▶ What you need to do
(1) In the forum thread about Toki's absence, condense the paragraph beginning "Aw, that sucks" into a short bulleted list that keeps its main facts.
(2) Resume the forum thread about Toki's absence after its last line, beginning with Samnell's reply to the quoted post.

** Begin Excerpted passage **

And I thought I was a lame in the flesh DM.


----------



## Shalimar

I don't have any face to face games any more.  Just no time for it really.  I could make time, but the people I know who game have horror stories about their games that make me not want to get in on those.

I just picked up the PDF and it rocks quite heartily.


----------



## Agamon

Aw, that sucks, I feel for you guys (that sounded sarcastic, but it's not).  My bad experiences have been online, actually.  This is one of the two decent online games I've played, and I've tried many.  Without this game and my tabletop games, I'd probably leave the hobby.

Looking forward to that book.  I'm waiting for a couple others from Amazon anyway, so I just added it on.


----------



## KaintheSeeker

Man.. listen to the crickets.. Toki is definitely WAY off the track for now. 

Well back to Bioshock for me


----------



## KaintheSeeker

Tokiwong said:
			
		

> I am alive, sorry been very busy, got Blizzcon this year.
> 
> I have not forsaken you...





This was on August 6th.. has anyone seen any hint of Toki since? I asked Shalimar already and neither of us have seen him since.


Blizzcon is pretty much over.


----------



## Samnell

KaintheSeeker said:
			
		

> This was on August 6th.. has anyone seen any hint of Toki since? I asked Shalimar already and neither of us have seen him since.




I haven't seen him, and all of my Toki traps are undisturbed. Maybe I should try baiting them. What would you bait a Toki trap with? Glowing purple people? Anime android girls? Disturbing flashbacks? Heroes DVDs? Pie?


----------



## KaintheSeeker

Samnell said:
			
		

> I haven't seen him, and all of my Toki traps are undisturbed. Maybe I should try baiting them. What would you bait a Toki trap with? Glowing purple people? Anime android girls? Disturbing flashbacks? Heroes DVDs? Pie?





Well you won't have to worry about catching me with the dvd set.. I'm watching my copy right now (taking a break from Bioshock)


----------



## KaintheSeeker

Yup.. darn game is deader than hope. It's been like almost a month with nothing from toki.

Well it was fun.


----------



## Agamon

Eh, another unscheduled break. Toki's obviously a bit busy, but we'll see him again, I'm sure.


----------



## Agamon

KaintheSeeker said:
			
		

> This was on August 6th.. has anyone seen any hint of Toki since? I asked Shalimar already and neither of us have seen him since.




I did notice he was in his gmail account a week or so ago.  I almost messaged him, but decided that if wanted to tell us what's up, he'd come here and do so.


----------



## KaintheSeeker

Agamon said:
			
		

> I did notice he was in his gmail account a week or so ago.  I almost messaged him, but decided that if wanted to tell us what's up, he'd come here and do so.





Well at least he's okay. If he's on to get his email he's okay (wish I still had his email  )


----------



## Samnell

KaintheSeeker said:
			
		

> Yup.. darn game is deader than hope. It's been like almost a month with nothing from toki.

** End Excerpted passage **
** Begin Record excerpts **

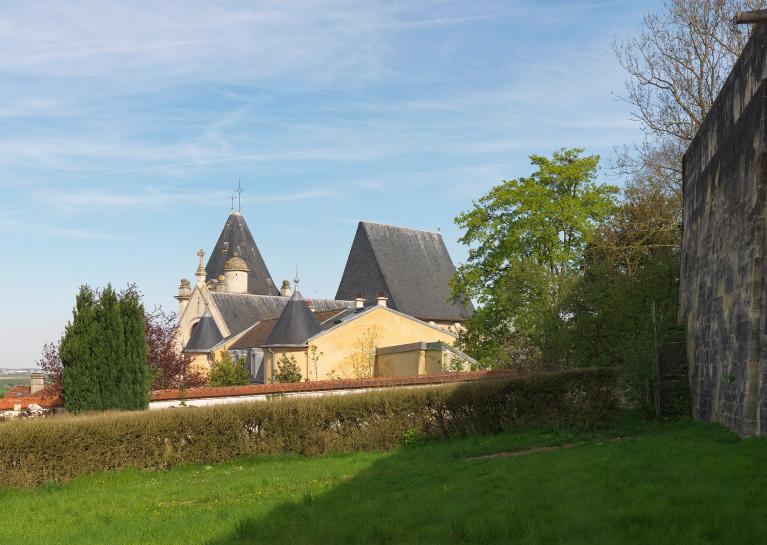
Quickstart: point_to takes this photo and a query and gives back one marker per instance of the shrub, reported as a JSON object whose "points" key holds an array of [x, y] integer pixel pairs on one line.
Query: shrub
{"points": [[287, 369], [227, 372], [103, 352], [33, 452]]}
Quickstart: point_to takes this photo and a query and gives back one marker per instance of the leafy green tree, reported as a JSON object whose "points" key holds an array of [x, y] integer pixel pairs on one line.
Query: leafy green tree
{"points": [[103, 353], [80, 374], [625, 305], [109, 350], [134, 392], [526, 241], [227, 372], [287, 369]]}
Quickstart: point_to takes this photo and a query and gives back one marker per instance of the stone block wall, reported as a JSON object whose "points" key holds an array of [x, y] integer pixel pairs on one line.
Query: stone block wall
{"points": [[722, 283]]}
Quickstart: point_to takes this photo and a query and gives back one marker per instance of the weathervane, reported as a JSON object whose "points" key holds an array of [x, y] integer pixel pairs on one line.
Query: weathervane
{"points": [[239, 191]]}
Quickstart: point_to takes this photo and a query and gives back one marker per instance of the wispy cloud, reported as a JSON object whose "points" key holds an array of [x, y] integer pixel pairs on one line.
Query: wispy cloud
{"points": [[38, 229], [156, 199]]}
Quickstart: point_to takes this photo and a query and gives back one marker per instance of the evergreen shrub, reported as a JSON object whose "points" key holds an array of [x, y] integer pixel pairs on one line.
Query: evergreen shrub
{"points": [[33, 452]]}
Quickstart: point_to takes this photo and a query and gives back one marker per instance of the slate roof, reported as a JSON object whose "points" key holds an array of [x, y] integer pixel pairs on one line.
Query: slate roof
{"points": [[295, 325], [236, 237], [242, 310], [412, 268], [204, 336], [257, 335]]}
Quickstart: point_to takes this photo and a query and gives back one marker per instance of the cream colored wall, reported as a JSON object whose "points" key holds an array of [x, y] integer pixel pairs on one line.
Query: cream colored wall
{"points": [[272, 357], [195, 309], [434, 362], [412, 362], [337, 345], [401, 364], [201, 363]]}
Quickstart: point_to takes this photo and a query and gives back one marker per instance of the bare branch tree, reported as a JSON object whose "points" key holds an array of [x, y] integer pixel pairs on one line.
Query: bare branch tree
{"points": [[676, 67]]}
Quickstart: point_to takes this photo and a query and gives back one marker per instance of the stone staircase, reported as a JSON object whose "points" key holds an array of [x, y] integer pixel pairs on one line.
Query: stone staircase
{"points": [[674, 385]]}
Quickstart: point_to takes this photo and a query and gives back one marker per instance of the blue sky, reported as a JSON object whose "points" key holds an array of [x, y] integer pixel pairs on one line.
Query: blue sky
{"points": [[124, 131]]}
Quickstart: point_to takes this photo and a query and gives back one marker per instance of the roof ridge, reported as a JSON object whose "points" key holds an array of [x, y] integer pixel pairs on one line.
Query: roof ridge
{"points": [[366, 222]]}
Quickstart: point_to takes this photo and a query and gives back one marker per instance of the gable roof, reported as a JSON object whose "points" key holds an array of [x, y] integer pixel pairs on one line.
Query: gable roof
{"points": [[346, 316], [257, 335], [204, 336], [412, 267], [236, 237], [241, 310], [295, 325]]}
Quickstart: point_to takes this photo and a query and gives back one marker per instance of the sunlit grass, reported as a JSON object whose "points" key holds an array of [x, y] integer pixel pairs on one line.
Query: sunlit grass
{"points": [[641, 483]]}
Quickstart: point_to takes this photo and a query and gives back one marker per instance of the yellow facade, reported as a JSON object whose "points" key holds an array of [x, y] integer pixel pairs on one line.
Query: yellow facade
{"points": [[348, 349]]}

** End Record excerpts **

▶ Responses to the exercise
(1)
- The writer sympathizes with the others and says this is not meant sarcastically.
- The writer's bad gaming experiences have actually been online.
- This is one of only two decent online games the writer has played, out of many tried.
- Without this game and the writer's tabletop games, the writer would probably leave the hobby.

(2)
It's been more than that before. As long as we still love Viking priestesses, ninja girls from the future, androgynous boy-girls in speedoes, androids, androgynous elf-boys from other dimensions, and tolerate irritating purple guys doomed to die, Toki shall return.


----------



## Hammerhead

Man, a mere month of downtime and we have people giving up? Intolerable! Inconceivable!

Toki is like James Bond. He will return.


----------



## Samnell

Hammerhead said:
			
		

> Toki is like James Bond. He will return.




He's chronic; that's why he's Evil Toki.


----------



## Aenion

In Toki we trust


----------



## Hammerhead

Aenion said:
			
		

> In Toki we thrust




We thrust? Like with a foil or something?


----------



## Aenion

Hammerhead said:
			
		

> We thrust? Like with a foil or something?




Doh, English is not my first language remember


----------



## Samnell

Aenion said:
			
		

> Doh, English is not my first language remember




No, it's ok. We just usually ask first in the US.


----------



## KaintheSeeker

Aenion said:
			
		

> Doh, English is not my first language remember





You do better than I do in French (the language I studied in high school)


----------



## KaintheSeeker

So it's what.. 2 months no word?


----------



## Samnell

KaintheSeeker said:
			
		

> So it's what.. 2 months no word?




It's been longer.


----------



## Hammerhead

Samnell said:
			
		

> It's been longer.




So what are we thinking here? Kidnapping?


----------



## Samnell

Hammerhead said:
			
		

> So what are we thinking here? Kidnapping?




Androgynous superhero overdose?


----------



## Hammerhead

Samnell said:
			
		

> Androgynous superhero overdose?




You think Toki reads a lot of Marvel comics then? 

No, I was thinking of a *solution* to our problem, not the root cause. Track him down via the Internet, grab him, and force him to post something.


----------



## Samnell

Hammerhead said:
			
		

> You think Toki reads a lot of Marvel comics then?




Thank you for putting the finger on what DC is lacking that has kept me from getting into their universe for nearly a decade now. Aside hating Superman. 



> No, I was thinking of a *solution* to our problem, not the root cause. Track him down via the Internet, grab him, and force him to post something.




All of my thumbscrew collection is in use on my own players right now. I would like to help, but if I go soft on one of them it will cause hard feelings.


----------



## KaintheSeeker

I think he's got a woman.


----------



## Samnell

KaintheSeeker said:
			
		

> I think he's got a woman.




I've heard of those; they're from Venus. Or was it Mars? I'm no expert.


----------



## KaintheSeeker

Anyone see Scion: Demigod yet?


----------



## Samnell

KaintheSeeker said:
			
		

> Anyone see Scion: Demigod yet?




Only on the bookshelves. I like the idea of it, but I've never found or been able to convince a group to play a WW game. I think I got lucky to score an Alternity game a few weeks ago.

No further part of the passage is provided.